## How to complete this task
Reproduce word for word the stretch of the release notes below from "Version 0.8.5 (December" through "Calendar + Apple Calendar)".

## Document passage

Version 0.8.5 (December 19, 2025)
New Features
Apple Calendar Integration
- Native Calendar Access: New Apple Calendar tool provides fast, native access to your macOS calendars via EventKit
- Unified Agenda: Combined view of reminders and calendar events from all connected accounts (Google Calendar + Apple Calendar)
- Multi-Account Support: Pull events from multiple Google Calendar accounts and Apple calendars simultaneously
Learned Pages
- Smart Page Learning: Teach Caiioo about specific websites by capturing their structure
- URL Pattern Matching: Learned patterns automatically apply to similar pages on the same site
- DOM Snapshot Storage: Captured page structures help the AI better understand and interact with complex web apps
RTF Document Support
- Rich Text Editing: Upload and edit RTF (Rich Text Format) documents directly in Slate
- Bidirectional Conversion: Convert between RTF and HTML while preserving formatting
- Export Options: Download edited documents as RTF for use in Pages, Word, or other word processors
Improvements
Desktop App Security
- Relay Authentication: Secure HMAC-SHA256 authentication between extension and desktop server
- Per-User Tokens: Auth tokens are now tied to user identity for multi-user security
- Protected Endpoints: All sensitive API endpoints now require authentication
Performance
- Swift Helpers: Native Swift binaries for Apple Reminders, Calendar, and Notes provide 10x faster access than AppleScript
- Direct Callers: When running in desktop context, Apple tools bypass HTTP relay for lower latency
- Shared Utilities: Consolidated relay API client eliminates code duplication
Bug Fixes
- Calendar Event Deduplication: Events appearing in multiple calendars are now properly deduplicated in the unified view
- Prompt Caching: Fixed cache control markers being stripped during token estimation
Version 0.8.45 (December 18, 2025)

## Extracted data
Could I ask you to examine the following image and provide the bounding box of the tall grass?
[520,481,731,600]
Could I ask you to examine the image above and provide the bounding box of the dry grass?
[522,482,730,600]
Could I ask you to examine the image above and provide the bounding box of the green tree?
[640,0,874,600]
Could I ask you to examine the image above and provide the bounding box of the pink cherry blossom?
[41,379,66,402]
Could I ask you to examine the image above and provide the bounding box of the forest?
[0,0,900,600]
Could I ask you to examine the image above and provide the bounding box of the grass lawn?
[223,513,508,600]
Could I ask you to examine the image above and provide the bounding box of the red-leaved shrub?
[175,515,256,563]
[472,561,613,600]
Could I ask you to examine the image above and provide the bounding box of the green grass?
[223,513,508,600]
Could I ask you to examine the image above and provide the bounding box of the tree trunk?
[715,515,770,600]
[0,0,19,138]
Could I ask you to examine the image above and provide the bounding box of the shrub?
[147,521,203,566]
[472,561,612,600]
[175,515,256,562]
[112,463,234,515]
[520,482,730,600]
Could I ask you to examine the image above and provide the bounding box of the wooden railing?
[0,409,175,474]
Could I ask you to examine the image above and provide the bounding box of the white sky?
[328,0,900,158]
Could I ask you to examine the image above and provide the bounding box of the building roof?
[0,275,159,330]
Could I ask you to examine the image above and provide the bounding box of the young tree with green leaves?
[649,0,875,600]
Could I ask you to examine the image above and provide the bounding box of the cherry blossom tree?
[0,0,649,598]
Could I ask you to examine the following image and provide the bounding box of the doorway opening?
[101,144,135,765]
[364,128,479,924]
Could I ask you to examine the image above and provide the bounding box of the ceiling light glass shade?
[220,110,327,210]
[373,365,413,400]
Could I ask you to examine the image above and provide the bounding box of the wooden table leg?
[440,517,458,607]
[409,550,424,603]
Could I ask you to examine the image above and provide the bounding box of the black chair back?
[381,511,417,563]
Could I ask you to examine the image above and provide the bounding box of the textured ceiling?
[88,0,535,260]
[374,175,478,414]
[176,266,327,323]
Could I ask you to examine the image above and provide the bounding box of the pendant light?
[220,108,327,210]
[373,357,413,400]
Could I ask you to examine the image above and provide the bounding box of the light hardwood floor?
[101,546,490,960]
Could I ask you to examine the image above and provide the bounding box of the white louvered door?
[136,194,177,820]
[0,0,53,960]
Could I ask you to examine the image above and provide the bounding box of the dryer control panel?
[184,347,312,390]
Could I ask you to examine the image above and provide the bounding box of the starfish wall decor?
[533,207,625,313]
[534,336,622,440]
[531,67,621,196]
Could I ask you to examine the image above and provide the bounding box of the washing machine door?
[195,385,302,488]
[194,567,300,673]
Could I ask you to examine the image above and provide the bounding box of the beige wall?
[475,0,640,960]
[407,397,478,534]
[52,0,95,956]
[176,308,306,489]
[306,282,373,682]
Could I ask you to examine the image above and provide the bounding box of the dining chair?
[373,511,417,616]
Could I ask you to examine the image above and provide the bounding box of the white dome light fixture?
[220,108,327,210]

## Answer section
Version 0.8.5 (December 19, 2025)
New Features
Apple Calendar Integration
- Native Calendar Access: New Apple Calendar tool provides fast, native access to your macOS calendars via EventKit
- Unified Agenda: Combined view of reminders and calendar events from all connected accounts (Google Calendar + Apple Calendar)